▸ Directions for this task
Starting at the first line of the records and ending at the line that contains "column 217, row 958", output each line as a row of a Markdown table with the columns Row and Line. Leave out blank lines and number the rows in order.

>>>

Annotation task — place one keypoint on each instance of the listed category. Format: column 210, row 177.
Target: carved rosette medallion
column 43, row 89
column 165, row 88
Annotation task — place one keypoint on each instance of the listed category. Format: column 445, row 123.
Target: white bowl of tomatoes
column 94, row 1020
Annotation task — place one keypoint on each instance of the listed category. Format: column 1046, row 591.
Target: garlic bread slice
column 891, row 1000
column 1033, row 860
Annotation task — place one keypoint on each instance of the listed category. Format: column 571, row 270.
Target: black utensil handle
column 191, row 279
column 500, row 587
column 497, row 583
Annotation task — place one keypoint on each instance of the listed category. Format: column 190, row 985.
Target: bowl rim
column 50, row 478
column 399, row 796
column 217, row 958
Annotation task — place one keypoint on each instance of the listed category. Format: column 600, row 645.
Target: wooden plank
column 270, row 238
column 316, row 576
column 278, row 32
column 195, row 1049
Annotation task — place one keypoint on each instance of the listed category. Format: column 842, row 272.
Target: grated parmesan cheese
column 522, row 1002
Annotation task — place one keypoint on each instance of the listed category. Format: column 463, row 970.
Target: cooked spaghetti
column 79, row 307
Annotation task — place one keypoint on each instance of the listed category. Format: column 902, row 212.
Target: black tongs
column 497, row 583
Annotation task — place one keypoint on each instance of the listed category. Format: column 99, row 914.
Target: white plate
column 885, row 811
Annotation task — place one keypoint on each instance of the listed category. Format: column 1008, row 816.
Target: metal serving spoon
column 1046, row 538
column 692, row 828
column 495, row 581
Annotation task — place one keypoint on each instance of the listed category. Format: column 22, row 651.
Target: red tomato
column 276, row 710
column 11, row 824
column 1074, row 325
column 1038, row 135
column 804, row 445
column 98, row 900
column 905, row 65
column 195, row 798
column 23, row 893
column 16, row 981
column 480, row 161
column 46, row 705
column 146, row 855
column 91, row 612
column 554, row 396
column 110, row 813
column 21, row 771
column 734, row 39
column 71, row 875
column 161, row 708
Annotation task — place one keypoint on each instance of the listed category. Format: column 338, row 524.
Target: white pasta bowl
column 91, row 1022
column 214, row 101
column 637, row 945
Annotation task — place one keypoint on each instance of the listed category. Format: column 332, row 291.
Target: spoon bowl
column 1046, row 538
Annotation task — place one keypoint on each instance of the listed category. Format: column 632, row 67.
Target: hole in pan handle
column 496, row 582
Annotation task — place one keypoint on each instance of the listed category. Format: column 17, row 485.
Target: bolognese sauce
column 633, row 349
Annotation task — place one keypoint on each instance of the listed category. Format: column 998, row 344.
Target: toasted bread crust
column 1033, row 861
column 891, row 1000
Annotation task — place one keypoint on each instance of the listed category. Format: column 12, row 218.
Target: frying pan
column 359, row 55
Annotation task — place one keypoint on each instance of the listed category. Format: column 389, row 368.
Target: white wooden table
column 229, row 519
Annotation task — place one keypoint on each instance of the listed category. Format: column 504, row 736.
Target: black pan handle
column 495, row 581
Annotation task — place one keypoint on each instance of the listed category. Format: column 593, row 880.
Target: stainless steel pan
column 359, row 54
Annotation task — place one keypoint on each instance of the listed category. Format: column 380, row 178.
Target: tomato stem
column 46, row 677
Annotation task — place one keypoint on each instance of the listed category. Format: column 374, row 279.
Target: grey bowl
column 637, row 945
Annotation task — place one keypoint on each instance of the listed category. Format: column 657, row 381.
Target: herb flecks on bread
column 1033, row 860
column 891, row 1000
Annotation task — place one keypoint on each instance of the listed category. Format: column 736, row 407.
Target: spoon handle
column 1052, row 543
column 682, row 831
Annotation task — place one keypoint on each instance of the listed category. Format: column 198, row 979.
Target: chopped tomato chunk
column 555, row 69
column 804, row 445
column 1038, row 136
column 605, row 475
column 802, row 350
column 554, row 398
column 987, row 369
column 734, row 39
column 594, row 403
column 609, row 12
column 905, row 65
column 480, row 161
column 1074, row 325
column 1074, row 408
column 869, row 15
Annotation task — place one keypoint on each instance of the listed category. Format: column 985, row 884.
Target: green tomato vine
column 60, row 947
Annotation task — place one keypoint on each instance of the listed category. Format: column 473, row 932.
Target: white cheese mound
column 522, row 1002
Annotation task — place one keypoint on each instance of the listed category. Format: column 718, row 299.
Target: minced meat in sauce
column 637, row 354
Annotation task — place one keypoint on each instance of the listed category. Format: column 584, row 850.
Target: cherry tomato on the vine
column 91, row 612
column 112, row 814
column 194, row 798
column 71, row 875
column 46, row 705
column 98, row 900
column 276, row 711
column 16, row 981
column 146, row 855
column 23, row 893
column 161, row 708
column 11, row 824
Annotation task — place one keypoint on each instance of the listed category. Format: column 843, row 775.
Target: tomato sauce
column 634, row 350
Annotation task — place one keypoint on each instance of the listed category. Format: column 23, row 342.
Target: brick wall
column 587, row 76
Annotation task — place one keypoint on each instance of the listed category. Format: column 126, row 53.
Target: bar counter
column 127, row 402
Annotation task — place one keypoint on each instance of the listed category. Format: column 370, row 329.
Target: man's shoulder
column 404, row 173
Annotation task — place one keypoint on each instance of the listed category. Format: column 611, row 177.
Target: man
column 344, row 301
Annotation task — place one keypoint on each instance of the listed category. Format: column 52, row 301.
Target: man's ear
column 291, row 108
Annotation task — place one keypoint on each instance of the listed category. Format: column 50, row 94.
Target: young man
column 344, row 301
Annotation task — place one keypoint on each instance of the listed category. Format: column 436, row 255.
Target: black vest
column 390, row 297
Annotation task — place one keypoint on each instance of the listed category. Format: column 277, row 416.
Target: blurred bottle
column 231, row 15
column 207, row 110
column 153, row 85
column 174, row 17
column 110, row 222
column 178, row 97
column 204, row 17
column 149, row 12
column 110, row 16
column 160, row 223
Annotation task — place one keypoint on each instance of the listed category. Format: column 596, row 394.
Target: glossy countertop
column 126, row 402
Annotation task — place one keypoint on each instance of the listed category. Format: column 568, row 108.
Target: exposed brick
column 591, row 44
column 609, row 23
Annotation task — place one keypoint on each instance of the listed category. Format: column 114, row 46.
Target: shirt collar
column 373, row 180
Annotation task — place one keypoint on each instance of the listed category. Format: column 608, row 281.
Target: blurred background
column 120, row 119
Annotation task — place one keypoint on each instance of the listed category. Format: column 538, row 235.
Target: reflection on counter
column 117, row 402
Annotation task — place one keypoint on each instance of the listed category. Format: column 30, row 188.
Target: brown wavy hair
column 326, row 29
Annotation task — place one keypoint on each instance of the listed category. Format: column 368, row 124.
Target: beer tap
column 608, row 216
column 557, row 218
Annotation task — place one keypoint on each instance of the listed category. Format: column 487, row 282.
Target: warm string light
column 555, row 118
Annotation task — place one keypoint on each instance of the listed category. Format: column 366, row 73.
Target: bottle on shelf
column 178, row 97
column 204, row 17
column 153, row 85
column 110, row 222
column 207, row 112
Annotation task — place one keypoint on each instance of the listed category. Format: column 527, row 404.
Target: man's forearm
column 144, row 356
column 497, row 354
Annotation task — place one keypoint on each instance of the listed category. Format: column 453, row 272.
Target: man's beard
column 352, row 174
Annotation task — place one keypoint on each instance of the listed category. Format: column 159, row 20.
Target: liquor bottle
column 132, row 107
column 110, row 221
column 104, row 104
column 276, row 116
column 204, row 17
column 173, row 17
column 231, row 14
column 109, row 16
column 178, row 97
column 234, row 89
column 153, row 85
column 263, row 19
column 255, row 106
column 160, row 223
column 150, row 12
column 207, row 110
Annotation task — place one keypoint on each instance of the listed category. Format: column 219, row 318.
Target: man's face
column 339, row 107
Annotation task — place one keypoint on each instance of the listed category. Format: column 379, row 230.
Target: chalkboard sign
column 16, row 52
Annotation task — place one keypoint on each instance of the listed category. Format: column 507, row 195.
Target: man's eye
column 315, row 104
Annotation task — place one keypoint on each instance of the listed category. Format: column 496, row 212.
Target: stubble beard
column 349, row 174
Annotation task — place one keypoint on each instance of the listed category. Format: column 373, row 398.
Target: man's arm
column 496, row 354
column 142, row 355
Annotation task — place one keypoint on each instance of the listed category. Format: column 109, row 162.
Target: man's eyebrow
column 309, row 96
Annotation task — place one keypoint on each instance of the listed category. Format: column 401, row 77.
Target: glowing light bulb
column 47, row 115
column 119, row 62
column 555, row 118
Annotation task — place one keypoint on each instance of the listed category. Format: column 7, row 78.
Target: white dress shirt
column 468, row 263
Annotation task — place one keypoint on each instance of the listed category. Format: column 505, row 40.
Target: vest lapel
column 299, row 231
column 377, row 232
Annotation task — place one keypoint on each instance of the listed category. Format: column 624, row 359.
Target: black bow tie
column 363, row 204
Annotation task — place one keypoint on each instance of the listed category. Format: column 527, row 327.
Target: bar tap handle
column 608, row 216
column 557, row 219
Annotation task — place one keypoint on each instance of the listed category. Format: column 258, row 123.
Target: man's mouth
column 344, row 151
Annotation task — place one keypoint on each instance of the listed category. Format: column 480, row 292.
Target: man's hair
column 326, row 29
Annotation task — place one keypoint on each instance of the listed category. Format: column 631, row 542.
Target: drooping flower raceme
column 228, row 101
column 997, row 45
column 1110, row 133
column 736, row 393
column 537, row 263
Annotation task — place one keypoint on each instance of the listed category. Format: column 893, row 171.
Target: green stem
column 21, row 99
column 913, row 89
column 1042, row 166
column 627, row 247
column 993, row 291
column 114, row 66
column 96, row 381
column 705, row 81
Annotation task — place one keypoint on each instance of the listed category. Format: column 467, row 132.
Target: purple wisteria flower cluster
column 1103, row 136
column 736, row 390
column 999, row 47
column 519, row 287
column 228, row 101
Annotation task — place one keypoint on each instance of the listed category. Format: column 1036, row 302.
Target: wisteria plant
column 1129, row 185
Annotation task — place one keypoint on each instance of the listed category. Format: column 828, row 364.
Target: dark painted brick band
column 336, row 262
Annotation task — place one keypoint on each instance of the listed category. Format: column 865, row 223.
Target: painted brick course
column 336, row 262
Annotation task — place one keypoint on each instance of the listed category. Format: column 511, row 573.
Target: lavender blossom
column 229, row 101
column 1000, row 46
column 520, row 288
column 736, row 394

<<<

▸ Task solution
| Row | Line |
|---|---|
| 1 | Annotation task — place one keypoint on each instance of the listed category. Format: column 210, row 177. |
| 2 | Target: carved rosette medallion |
| 3 | column 43, row 89 |
| 4 | column 165, row 88 |
| 5 | Annotation task — place one keypoint on each instance of the listed category. Format: column 445, row 123. |
| 6 | Target: white bowl of tomatoes |
| 7 | column 94, row 1020 |
| 8 | Annotation task — place one keypoint on each instance of the listed category. Format: column 1046, row 591. |
| 9 | Target: garlic bread slice |
| 10 | column 891, row 1000 |
| 11 | column 1033, row 860 |
| 12 | Annotation task — place one keypoint on each instance of the listed category. Format: column 571, row 270. |
| 13 | Target: black utensil handle |
| 14 | column 191, row 279 |
| 15 | column 500, row 587 |
| 16 | column 497, row 583 |
| 17 | Annotation task — place one keypoint on each instance of the listed category. Format: column 190, row 985. |
| 18 | Target: bowl rim |
| 19 | column 50, row 478 |
| 20 | column 399, row 796 |
| 21 | column 217, row 958 |